--- BEGIN Records shown ---

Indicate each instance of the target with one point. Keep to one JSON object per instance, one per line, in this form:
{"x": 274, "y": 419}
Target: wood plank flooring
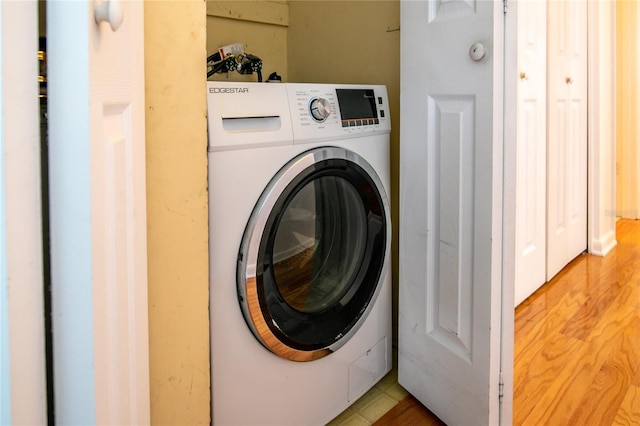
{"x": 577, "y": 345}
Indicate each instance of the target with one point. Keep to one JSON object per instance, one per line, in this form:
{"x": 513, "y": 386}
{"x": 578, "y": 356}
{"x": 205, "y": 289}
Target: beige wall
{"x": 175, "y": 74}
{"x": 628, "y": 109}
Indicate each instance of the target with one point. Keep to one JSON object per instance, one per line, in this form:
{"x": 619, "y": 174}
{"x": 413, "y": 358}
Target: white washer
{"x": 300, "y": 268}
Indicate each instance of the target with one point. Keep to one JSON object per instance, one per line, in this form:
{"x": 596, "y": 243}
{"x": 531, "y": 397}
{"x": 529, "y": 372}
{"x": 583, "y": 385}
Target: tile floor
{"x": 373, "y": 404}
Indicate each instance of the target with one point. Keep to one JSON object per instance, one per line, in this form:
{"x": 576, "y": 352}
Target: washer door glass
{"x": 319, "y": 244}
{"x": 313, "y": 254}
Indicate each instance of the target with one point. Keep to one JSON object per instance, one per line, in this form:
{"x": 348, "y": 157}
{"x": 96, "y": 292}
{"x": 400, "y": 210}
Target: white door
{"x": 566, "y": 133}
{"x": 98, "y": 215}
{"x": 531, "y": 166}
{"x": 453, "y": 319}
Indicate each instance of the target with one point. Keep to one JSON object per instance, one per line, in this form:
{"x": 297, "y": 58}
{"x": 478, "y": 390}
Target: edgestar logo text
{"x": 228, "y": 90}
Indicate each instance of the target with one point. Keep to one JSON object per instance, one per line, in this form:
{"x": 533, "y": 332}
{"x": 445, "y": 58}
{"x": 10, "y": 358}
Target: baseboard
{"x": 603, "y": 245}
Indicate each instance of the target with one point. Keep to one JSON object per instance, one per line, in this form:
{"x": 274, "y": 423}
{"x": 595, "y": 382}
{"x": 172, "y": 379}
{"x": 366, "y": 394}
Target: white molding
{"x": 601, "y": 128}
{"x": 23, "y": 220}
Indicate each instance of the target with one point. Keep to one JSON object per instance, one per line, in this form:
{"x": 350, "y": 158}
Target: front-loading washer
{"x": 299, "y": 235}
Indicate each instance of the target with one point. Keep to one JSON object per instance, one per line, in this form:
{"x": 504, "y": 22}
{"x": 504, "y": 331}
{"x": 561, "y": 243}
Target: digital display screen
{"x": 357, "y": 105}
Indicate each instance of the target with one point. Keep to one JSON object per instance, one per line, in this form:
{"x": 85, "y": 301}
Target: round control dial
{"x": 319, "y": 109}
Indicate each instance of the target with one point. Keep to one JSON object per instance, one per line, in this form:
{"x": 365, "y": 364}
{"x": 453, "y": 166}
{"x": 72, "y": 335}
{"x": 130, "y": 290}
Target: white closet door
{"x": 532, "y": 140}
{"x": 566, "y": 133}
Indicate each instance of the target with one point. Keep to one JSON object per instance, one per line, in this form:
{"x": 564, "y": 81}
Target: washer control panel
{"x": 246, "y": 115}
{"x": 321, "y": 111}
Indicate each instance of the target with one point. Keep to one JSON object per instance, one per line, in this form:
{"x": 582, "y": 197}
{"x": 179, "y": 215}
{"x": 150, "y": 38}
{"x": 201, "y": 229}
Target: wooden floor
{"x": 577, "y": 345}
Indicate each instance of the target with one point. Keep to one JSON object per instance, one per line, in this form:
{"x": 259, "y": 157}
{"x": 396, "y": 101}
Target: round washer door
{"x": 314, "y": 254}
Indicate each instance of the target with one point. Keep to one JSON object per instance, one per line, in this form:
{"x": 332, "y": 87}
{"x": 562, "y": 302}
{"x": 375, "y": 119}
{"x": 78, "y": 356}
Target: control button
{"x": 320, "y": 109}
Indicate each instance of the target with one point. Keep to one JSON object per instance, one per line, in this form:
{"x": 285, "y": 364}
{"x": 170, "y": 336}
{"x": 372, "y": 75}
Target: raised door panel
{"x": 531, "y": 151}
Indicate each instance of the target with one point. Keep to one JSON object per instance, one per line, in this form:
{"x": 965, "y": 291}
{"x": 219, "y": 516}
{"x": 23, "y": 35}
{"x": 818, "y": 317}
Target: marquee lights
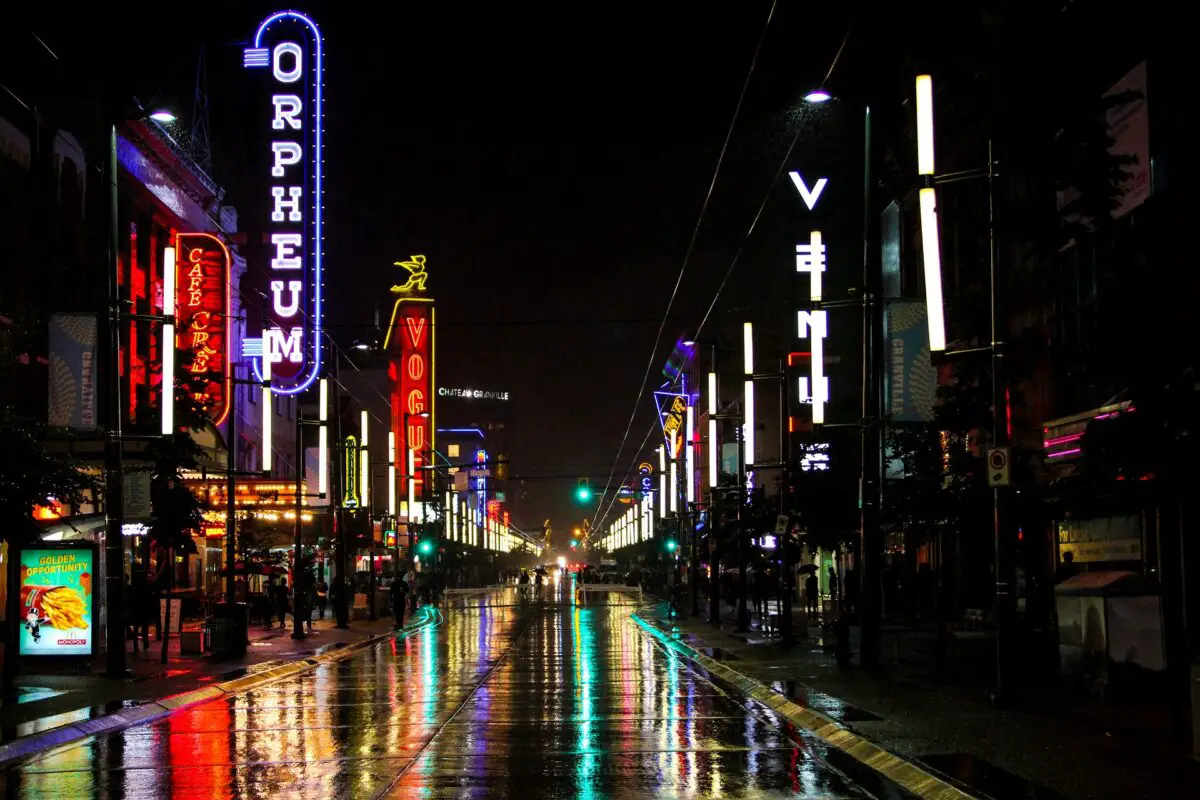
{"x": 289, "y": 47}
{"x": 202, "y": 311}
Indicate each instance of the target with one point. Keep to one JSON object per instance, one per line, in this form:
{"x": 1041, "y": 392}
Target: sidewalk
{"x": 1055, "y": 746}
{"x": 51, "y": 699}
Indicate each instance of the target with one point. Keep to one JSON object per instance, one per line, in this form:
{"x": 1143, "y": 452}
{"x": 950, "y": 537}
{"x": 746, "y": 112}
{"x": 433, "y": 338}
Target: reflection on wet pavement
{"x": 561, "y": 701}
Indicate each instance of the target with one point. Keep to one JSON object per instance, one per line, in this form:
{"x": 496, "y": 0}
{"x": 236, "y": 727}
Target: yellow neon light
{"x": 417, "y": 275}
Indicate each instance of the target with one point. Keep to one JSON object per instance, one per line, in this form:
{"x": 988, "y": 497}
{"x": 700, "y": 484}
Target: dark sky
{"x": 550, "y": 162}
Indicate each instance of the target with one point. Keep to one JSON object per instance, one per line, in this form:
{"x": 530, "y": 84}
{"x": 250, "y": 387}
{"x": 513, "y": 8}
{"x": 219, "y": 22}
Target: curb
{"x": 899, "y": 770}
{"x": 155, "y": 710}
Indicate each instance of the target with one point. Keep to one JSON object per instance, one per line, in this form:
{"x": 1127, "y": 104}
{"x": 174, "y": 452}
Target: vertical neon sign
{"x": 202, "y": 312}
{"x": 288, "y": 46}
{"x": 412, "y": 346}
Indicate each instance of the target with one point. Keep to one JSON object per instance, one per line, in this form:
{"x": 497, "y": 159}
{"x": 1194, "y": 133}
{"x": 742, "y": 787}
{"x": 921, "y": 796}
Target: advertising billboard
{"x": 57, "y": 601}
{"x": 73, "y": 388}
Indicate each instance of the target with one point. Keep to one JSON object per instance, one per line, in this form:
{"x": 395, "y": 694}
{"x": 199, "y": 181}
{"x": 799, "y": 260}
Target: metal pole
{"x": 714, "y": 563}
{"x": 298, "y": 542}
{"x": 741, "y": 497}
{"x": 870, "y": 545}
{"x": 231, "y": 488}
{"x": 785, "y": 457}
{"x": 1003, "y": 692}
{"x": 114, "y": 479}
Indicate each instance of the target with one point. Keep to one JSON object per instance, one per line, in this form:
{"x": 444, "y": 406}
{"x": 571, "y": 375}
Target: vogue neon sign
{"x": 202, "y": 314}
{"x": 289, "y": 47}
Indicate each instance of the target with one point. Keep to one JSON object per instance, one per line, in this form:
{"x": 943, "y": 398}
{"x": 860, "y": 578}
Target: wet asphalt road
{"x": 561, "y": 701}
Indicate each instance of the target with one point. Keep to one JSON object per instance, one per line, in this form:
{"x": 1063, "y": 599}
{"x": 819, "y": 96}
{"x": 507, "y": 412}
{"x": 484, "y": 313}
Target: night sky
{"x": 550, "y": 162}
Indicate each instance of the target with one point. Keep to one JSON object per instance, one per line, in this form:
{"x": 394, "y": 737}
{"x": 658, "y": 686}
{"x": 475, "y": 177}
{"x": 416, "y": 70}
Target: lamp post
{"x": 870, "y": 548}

--- END Records shown ---

Repeat the listing in full and exactly. Do not include any images.

Indicate each instance of the target with one point. Keep to one JSON object per instance, one per line, in this form:
{"x": 274, "y": 419}
Target: wood plank flooring
{"x": 577, "y": 345}
Indicate each instance of the target with one point. Keep to one JSON object per instance, one per line, in this form:
{"x": 513, "y": 386}
{"x": 578, "y": 356}
{"x": 205, "y": 289}
Target: beige wall
{"x": 175, "y": 74}
{"x": 628, "y": 109}
Indicate each instance of the target with one point. Keep to one JSON object per instance, one per line, in this form:
{"x": 619, "y": 174}
{"x": 413, "y": 358}
Target: white washer
{"x": 300, "y": 268}
Indicate each instance of the target with one point. Keep to one JSON object per instance, one per line, in this form:
{"x": 596, "y": 243}
{"x": 531, "y": 397}
{"x": 529, "y": 372}
{"x": 583, "y": 385}
Target: tile floor
{"x": 373, "y": 404}
Indicate each instance of the target with one point. Keep to one JSON object per instance, one per line, in this form:
{"x": 576, "y": 352}
Target: washer door glass
{"x": 319, "y": 244}
{"x": 313, "y": 254}
Indicate each instance of the target with one point. Keep to one JSON object per instance, one per line, in this form:
{"x": 348, "y": 157}
{"x": 96, "y": 292}
{"x": 400, "y": 210}
Target: white door
{"x": 566, "y": 133}
{"x": 98, "y": 215}
{"x": 531, "y": 166}
{"x": 453, "y": 319}
Indicate each instance of the target with one point. Keep to one JSON object per instance, one per line, in this form:
{"x": 297, "y": 58}
{"x": 478, "y": 390}
Target: edgestar logo text
{"x": 228, "y": 90}
Indicate each instance of the target with one point. Keep to one JSON object per instance, one per line, in this form:
{"x": 533, "y": 332}
{"x": 445, "y": 58}
{"x": 10, "y": 358}
Target: baseboard
{"x": 603, "y": 245}
Indicate each instance of the target with one point. Keep to one JSON object per instance, one per line, in this form:
{"x": 274, "y": 423}
{"x": 595, "y": 382}
{"x": 172, "y": 379}
{"x": 366, "y": 394}
Target: white molding
{"x": 601, "y": 128}
{"x": 23, "y": 220}
Indicate each instance of the target with one point. Keep to one JSON object per instance, one per line, in this form:
{"x": 350, "y": 158}
Target: front-loading washer
{"x": 299, "y": 235}
Indicate each instance of the target with one point. Keep to one JSON object per instance, one per line, in this form:
{"x": 504, "y": 22}
{"x": 504, "y": 331}
{"x": 561, "y": 243}
Target: digital display screen
{"x": 357, "y": 105}
Indicate each instance of the target with one point. Keep to one JSON object per instance, one per line, in this form:
{"x": 85, "y": 301}
Target: round control dial
{"x": 319, "y": 109}
Indicate each instance of the target with one point. Keep to one JSON object per instance, one per line, in this form:
{"x": 365, "y": 364}
{"x": 453, "y": 166}
{"x": 72, "y": 335}
{"x": 130, "y": 290}
Target: white closet door
{"x": 532, "y": 140}
{"x": 566, "y": 133}
Indicate each instance of the target with one point. Keep to one JSON object per instance, one per line, in this form:
{"x": 564, "y": 81}
Target: washer control panel
{"x": 246, "y": 115}
{"x": 321, "y": 111}
Indicate each instance of the target with one point. Keep to one JSON object per instance, one per line, in this form:
{"x": 582, "y": 197}
{"x": 179, "y": 215}
{"x": 150, "y": 38}
{"x": 201, "y": 229}
Target: wooden floor
{"x": 577, "y": 345}
Indicate each instance of the target with one point. Keep to one JSON object per instance, one per line, in this form:
{"x": 259, "y": 157}
{"x": 396, "y": 101}
Target: round washer door
{"x": 314, "y": 254}
Indicate each instance of the target with one point. Keep to one JSON object per instance, one per line, in this form:
{"x": 332, "y": 87}
{"x": 562, "y": 302}
{"x": 375, "y": 119}
{"x": 78, "y": 356}
Target: control button
{"x": 320, "y": 109}
Indicate each instance of the target with one point. Keep to one JSON object per instance, one per line, in this form:
{"x": 285, "y": 364}
{"x": 170, "y": 336}
{"x": 372, "y": 75}
Target: raised door panel
{"x": 531, "y": 151}
Indicate each instance of the target with one point. Keep to one JSON object per instance, one per line, in this form:
{"x": 965, "y": 291}
{"x": 219, "y": 516}
{"x": 23, "y": 35}
{"x": 818, "y": 317}
Target: marquee lights
{"x": 289, "y": 47}
{"x": 202, "y": 311}
Indicate each instance of the target with one point. Keep to one JSON object per instance, one per line, in this form:
{"x": 1041, "y": 392}
Target: sidewalk
{"x": 1055, "y": 746}
{"x": 51, "y": 699}
Indicate each instance of the target with one point. Keep to one JSON object per instance, one per line, in this form:
{"x": 1143, "y": 452}
{"x": 950, "y": 537}
{"x": 746, "y": 112}
{"x": 433, "y": 338}
Target: reflection on wet pavement
{"x": 561, "y": 701}
Indicate each instance of the target with one point. Keep to one JSON object per instance, one per line, in this form:
{"x": 496, "y": 0}
{"x": 236, "y": 727}
Target: yellow neon light
{"x": 417, "y": 275}
Indicate each instance of the target with one point. Keep to one JSON object per instance, one per line, in this form:
{"x": 988, "y": 497}
{"x": 700, "y": 484}
Target: dark sky
{"x": 550, "y": 162}
Indicate each instance of the target with one point. Keep to one JSON object per instance, one per line, in this form:
{"x": 530, "y": 84}
{"x": 250, "y": 387}
{"x": 513, "y": 8}
{"x": 219, "y": 22}
Target: curb
{"x": 899, "y": 770}
{"x": 155, "y": 710}
Indicate each instance of the target with one point. Keep to one JSON object per instance, one per line, in this form:
{"x": 1127, "y": 104}
{"x": 174, "y": 452}
Target: vertical neon sign
{"x": 202, "y": 312}
{"x": 288, "y": 46}
{"x": 412, "y": 346}
Indicate each instance of the target with one point. Keep to one JSON object per instance, one per line, in this form:
{"x": 497, "y": 159}
{"x": 1194, "y": 133}
{"x": 742, "y": 787}
{"x": 921, "y": 796}
Target: advertising billboard
{"x": 57, "y": 601}
{"x": 73, "y": 388}
Indicate each instance of the target with one point. Keep to one JSON object per instance, one per line, in this form:
{"x": 395, "y": 694}
{"x": 199, "y": 181}
{"x": 799, "y": 260}
Target: metal pole
{"x": 714, "y": 563}
{"x": 298, "y": 542}
{"x": 741, "y": 497}
{"x": 870, "y": 545}
{"x": 231, "y": 488}
{"x": 785, "y": 457}
{"x": 1003, "y": 692}
{"x": 114, "y": 479}
Indicate each instance of the target with one point. Keep to one JSON object per instance, one per line, in this form:
{"x": 444, "y": 406}
{"x": 571, "y": 375}
Target: vogue neon sign
{"x": 202, "y": 314}
{"x": 289, "y": 47}
Indicate each instance of the target with one point. Keep to one JSON object per instance, one per line, in this form:
{"x": 943, "y": 398}
{"x": 860, "y": 578}
Target: wet asphalt road
{"x": 561, "y": 701}
Indicate each instance of the target with one point. Keep to one JSON object per instance, one per line, in this form:
{"x": 1063, "y": 599}
{"x": 819, "y": 96}
{"x": 507, "y": 412}
{"x": 484, "y": 313}
Target: night sky
{"x": 550, "y": 162}
Indicate each instance of the target with one point. Keep to one JSON object per instance, one per line, in this form:
{"x": 394, "y": 737}
{"x": 658, "y": 686}
{"x": 475, "y": 177}
{"x": 416, "y": 70}
Target: lamp post
{"x": 870, "y": 548}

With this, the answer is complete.